THE REQUEST
Pull out the stretch of rows from the line containing "Point to the white" through the end of the rows, and reproduce it word for word.

Stored items from a collection:
* START *

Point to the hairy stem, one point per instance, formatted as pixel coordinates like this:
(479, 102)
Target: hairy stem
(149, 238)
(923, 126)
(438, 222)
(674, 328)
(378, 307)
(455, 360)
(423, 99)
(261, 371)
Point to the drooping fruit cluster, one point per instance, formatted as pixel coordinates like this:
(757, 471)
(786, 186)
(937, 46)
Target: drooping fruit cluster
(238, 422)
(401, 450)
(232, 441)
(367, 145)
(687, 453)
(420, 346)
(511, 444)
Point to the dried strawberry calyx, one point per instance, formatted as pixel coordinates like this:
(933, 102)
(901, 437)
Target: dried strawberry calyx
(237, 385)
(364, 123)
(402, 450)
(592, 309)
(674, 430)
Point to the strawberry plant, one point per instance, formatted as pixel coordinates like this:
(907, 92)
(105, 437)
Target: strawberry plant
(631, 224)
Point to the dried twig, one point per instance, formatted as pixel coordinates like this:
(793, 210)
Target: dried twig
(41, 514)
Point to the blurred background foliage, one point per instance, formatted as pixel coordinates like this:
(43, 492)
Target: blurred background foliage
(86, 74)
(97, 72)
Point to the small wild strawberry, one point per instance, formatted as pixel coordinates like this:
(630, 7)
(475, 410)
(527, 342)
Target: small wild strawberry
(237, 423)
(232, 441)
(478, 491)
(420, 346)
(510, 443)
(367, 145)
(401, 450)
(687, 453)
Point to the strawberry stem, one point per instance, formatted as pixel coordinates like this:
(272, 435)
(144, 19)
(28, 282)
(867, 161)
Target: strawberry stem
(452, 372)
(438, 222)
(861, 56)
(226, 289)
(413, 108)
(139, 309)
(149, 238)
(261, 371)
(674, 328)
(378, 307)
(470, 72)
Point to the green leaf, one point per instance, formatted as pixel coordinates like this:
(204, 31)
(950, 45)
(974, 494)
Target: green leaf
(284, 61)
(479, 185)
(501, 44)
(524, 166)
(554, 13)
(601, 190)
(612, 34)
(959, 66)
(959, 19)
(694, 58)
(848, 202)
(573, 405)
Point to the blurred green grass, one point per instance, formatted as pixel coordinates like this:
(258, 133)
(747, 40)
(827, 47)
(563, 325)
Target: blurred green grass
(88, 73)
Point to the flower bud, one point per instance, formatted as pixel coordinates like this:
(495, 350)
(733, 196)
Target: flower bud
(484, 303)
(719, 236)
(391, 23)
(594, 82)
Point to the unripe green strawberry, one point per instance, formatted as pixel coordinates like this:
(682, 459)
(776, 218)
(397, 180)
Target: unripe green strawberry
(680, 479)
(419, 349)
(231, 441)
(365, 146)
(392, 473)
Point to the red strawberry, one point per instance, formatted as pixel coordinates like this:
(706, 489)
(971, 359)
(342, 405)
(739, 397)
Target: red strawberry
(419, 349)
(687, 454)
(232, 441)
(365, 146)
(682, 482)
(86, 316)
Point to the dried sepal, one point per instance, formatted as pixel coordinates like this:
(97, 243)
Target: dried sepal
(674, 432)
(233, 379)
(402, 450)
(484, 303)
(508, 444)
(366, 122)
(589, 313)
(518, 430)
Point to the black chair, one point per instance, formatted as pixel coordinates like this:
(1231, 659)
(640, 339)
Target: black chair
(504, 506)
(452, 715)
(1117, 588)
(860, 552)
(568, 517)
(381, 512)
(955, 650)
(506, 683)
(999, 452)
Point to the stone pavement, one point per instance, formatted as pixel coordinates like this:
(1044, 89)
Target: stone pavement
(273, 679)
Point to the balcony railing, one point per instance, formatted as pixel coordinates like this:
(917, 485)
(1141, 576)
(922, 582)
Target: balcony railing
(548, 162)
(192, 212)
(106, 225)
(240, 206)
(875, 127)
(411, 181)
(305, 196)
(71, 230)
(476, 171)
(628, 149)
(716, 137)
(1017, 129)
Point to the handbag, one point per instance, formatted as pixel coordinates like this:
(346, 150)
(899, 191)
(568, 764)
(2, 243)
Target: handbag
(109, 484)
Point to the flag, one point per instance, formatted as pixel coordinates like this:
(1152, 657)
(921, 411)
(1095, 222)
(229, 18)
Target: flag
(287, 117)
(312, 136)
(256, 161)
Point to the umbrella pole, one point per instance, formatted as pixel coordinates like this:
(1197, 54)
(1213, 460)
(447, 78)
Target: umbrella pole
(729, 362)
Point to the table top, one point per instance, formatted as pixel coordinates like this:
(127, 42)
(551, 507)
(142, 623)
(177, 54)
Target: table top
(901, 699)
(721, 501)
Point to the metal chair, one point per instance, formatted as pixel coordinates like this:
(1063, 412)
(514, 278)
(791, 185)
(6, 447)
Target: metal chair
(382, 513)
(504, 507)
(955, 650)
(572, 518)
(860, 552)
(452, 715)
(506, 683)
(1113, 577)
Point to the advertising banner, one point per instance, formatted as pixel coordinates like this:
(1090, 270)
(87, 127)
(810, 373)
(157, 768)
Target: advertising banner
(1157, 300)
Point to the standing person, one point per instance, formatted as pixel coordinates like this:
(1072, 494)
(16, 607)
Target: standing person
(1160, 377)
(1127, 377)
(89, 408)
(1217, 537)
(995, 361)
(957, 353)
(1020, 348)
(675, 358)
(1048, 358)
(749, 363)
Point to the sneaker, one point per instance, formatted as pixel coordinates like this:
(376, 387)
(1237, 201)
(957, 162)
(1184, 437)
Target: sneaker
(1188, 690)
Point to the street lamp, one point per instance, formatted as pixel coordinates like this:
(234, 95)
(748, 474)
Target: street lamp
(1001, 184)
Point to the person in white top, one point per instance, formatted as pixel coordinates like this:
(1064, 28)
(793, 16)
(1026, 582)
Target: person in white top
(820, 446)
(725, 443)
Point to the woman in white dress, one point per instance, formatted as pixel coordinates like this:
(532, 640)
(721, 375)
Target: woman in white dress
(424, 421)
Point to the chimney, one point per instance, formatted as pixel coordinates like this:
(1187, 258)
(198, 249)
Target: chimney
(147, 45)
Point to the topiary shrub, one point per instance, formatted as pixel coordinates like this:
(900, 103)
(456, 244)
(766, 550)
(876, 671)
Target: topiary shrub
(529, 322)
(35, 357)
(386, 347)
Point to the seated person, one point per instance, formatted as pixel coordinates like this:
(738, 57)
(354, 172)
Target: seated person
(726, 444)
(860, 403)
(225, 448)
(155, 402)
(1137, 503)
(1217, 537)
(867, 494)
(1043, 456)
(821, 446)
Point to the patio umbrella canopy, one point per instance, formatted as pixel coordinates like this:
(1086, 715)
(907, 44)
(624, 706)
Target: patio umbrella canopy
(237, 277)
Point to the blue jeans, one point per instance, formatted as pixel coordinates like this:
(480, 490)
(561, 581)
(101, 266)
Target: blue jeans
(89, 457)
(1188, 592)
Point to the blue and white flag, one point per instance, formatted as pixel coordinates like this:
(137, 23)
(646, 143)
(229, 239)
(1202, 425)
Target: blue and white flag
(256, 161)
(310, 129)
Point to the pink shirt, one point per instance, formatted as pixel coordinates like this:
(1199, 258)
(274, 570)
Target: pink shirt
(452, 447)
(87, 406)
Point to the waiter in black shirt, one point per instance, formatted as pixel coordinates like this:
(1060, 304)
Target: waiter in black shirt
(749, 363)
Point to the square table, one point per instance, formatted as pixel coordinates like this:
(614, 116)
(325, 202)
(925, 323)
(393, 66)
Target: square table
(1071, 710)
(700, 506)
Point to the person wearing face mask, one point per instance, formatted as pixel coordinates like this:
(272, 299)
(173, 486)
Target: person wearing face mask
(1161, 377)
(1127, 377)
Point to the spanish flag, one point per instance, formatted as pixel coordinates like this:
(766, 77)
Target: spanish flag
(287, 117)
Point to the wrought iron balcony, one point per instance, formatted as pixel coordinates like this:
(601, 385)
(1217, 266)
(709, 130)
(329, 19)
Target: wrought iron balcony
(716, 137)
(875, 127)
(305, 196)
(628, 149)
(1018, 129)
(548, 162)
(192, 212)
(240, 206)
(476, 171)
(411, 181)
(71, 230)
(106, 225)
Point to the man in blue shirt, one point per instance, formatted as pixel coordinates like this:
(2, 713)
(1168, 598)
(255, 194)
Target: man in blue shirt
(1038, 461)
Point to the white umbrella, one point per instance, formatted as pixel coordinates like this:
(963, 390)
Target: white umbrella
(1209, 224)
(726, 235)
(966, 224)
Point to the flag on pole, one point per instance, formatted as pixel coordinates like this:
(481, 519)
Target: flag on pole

* END *

TASK RESULT
Point to the white umbrella, one point per instance, formatted as pixel coordinates like this:
(963, 390)
Target: white umbrella
(1209, 224)
(726, 235)
(966, 224)
Point to the flag on pole, one point per instance, formatted as pixel coordinates like this:
(481, 519)
Target: flag on pole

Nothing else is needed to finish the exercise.